▶ [Provided text]:
Lecture # 2 In-class activity: R commands and Output

Question 2:

Suppose that the time (in days) to development of a tumor for rats exposed to a carcinogen is well-approximated by a Weibull distribution with a=2 and b=30.

a. Graph the density, CDF, and survival curve for this random variable.

The curve command can be used to draw these graphs. dweibull and pweibull represent the density and CDF, respectively, of a Weibull.

In the command below, the 0 and 80 tell R to draw the graph from 0 to 80 on the x-axis.

Also, the ylab command puts a label on the y-axis.

curve(dweibull(x,shape=2,scale=30),0,80,ylab="Density")

plot of chunk unnamed-chunk-1

curve(pweibull(x,shape=2,scale=30),0,80,ylab="Cumulative Proportion")

plot of chunk unnamed-chunk-1

curve(1-pweibull(x,shape=2,scale=30),0,80,ylab="Survival Proportion")

plot of chunk unnamed-chunk-1

b. What is the chance that the rat will be tumor free for more than 40 days?

▶ [Given information]:

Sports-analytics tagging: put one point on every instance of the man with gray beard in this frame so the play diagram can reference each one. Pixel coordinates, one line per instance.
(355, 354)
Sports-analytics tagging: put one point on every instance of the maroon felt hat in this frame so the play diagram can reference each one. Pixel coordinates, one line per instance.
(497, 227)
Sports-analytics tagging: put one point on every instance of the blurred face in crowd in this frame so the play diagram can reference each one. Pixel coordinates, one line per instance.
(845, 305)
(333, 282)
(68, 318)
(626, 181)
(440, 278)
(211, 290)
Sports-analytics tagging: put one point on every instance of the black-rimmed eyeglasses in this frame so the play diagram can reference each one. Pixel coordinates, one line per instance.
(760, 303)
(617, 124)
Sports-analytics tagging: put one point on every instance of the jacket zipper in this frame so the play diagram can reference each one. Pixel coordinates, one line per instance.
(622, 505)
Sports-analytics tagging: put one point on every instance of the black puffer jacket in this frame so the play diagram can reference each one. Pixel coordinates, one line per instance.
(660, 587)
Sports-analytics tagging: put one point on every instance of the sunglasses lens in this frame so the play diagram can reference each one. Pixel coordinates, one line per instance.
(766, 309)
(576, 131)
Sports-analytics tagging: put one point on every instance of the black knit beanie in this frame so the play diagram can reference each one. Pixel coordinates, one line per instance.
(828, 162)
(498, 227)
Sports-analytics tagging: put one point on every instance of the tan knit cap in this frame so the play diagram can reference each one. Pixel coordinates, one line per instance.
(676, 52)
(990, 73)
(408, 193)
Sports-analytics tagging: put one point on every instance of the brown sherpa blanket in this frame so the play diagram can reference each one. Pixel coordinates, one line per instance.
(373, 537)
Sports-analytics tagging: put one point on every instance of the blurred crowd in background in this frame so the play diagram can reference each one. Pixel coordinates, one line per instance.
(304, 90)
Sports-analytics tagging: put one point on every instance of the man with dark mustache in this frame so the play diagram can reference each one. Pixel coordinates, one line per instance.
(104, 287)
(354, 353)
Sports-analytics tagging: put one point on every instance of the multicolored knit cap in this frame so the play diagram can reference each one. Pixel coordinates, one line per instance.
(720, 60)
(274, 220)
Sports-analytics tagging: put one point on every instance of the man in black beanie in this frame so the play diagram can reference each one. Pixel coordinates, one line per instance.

▶ [Exercise A]: From the Weibull lecture activity, reproduce the part that opens with the words containing "Suppose that the" and closes with "of a Weibull.".
▶ [Exercise B]: Continue the Weibull lecture activity from the point where it stops.

▶ [Written response A]:
Suppose that the time (in days) to development of a tumor for rats exposed to a carcinogen is well-approximated by a Weibull distribution with a=2 and b=30.

a. Graph the density, CDF, and survival curve for this random variable.

The curve command can be used to draw these graphs. dweibull and pweibull represent the density and CDF, respectively, of a Weibull.

▶ [Written response B]:
Remember pweibull gives us the cumulative, so here, we need to take “one minus” to get the answer.

1-pweibull(40,shape=2,scale=30)
## [1] 0.169

c. Find the mean time to tumor.

The mean time to tumor is the area under the survival curve, which is an integral.

There are several ways to do this. Here is one: first define the function of interest, and then integrate over the desired range. R returns a precision along with the value of the integral:

f = function(x) 1-pweibull(x,shape=2,scale=30)
integrate(f,0,Inf)
## 26.59 with absolute error < 0.00061

Another way to approximate the mean is to randomly generate many values, and simply take their mean. rweibull generates Weibull values, with the 1,000,000 specifying how many values you want to generate.

Times = rweibull(1000000,shape=2,scale=30)
mean(Times)
## [1] 26.6

Note: The mean time you obtain will be slightly different as the above is a random process.

d. Estimate by eye the median time to tumor, and then find it more precisely using R.

Looking at the CDF or the survival function, the median seems to be roughly 25 days.

More formally, we can use an R function called qweibull to find any percentile. Here, we want the 50th percentile, so we input 0.5 as the first argument:

qweibull(0.5,shape=2,scale=30)
## [1] 24.98

Question 3:

Suppose a failure time random variable (X) follows an Exponential (\(\lambda\)=2) distribution.

a. Find: P( X < 1 ) and P( X < 6 | X > 5 ).

For P(X < 1):

pexp(1,2)
## [1] 0.8647

For P( X < 6 | X > 5 ):

( pexp(6,2) - pexp(5,2) ) / ( 1-pexp(5,2) )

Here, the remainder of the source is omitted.